## [Problems to solve]
a. Can you write out, word for word, the passage of the article on Kenya's ID card fees from "A petition by" to "increase its revenues."?
b. Answer these from the article on Kenya's ID card fees:
(i) Who filed the petition against the new charge?
(ii) What fee was introduced for ID cards that had previously been free?
(iii) How many deaths did the opposition-led protests earlier this year lead to?

## [Text for analysis]
======

The Kenyan High Court has blocked a new charge for national identity cards which had sparked a national outcry.
A petition by surgeon Magare Gikenyi argued that the government introduced the charges in a “capricious and arbitrary manner”.
The petition said the charge meant ID cards were “out of reach of many ordinary citizens”.
The cards had been free but a fee of 1,000 Kenyan shillings ($6; £5) was introduced without any advance notice.
The cost of replacing ID cards has also increased 20-fold to 2,000 shillings.
Kenyans are already struggling with a spiralling cost-of-living crisis, and the introduction, or increase in the cost of various other charges by the government, trying to increase its revenues.
Many Kenyans have complained about paying higher for government services that they believe are already funded by their taxes.
Earlier this year, the opposition led nationwide protests against a series of tax and prices hikes which led to at least 24 deaths.
The revised fees also affect other government-issued documents, such as passports, marriage certificates, work and residence permits and birth and death certificates.

======

## [Dataset records]
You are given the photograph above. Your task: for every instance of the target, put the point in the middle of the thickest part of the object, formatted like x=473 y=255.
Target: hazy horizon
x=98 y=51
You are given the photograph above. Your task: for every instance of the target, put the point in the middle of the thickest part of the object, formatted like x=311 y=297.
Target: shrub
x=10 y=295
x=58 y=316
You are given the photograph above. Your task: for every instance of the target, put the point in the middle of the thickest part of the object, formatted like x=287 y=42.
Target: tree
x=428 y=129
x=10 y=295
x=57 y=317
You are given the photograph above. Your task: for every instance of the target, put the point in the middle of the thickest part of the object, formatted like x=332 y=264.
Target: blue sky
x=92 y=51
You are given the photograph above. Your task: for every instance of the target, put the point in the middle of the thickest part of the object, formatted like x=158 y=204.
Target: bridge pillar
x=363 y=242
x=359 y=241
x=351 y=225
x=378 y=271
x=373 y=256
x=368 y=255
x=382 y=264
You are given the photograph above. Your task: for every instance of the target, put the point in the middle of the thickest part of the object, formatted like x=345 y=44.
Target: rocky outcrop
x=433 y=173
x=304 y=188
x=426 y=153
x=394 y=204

======

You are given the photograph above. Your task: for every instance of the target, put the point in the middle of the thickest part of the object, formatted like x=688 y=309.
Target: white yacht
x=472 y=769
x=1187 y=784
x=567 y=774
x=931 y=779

======

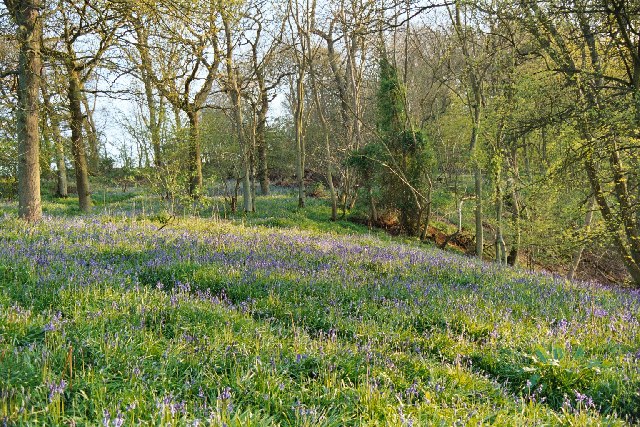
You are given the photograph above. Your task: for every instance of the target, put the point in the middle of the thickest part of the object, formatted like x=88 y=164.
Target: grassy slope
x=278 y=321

======

## [Task-by-task results]
a.
A petition by surgeon Magare Gikenyi argued that the government introduced the charges in a “capricious and arbitrary manner”.
The petition said the charge meant ID cards were “out of reach of many ordinary citizens”.
The cards had been free but a fee of 1,000 Kenyan shillings ($6; £5) was introduced without any advance notice.
The cost of replacing ID cards has also increased 20-fold to 2,000 shillings.
Kenyans are already struggling with a spiralling cost-of-living crisis, and the introduction, or increase in the cost of various other charges by the government, trying to increase its revenues.

b.
(i) Surgeon Magare Gikenyi
(ii) 1,000 Kenyan shillings ($6; £5)
(iii) At least 24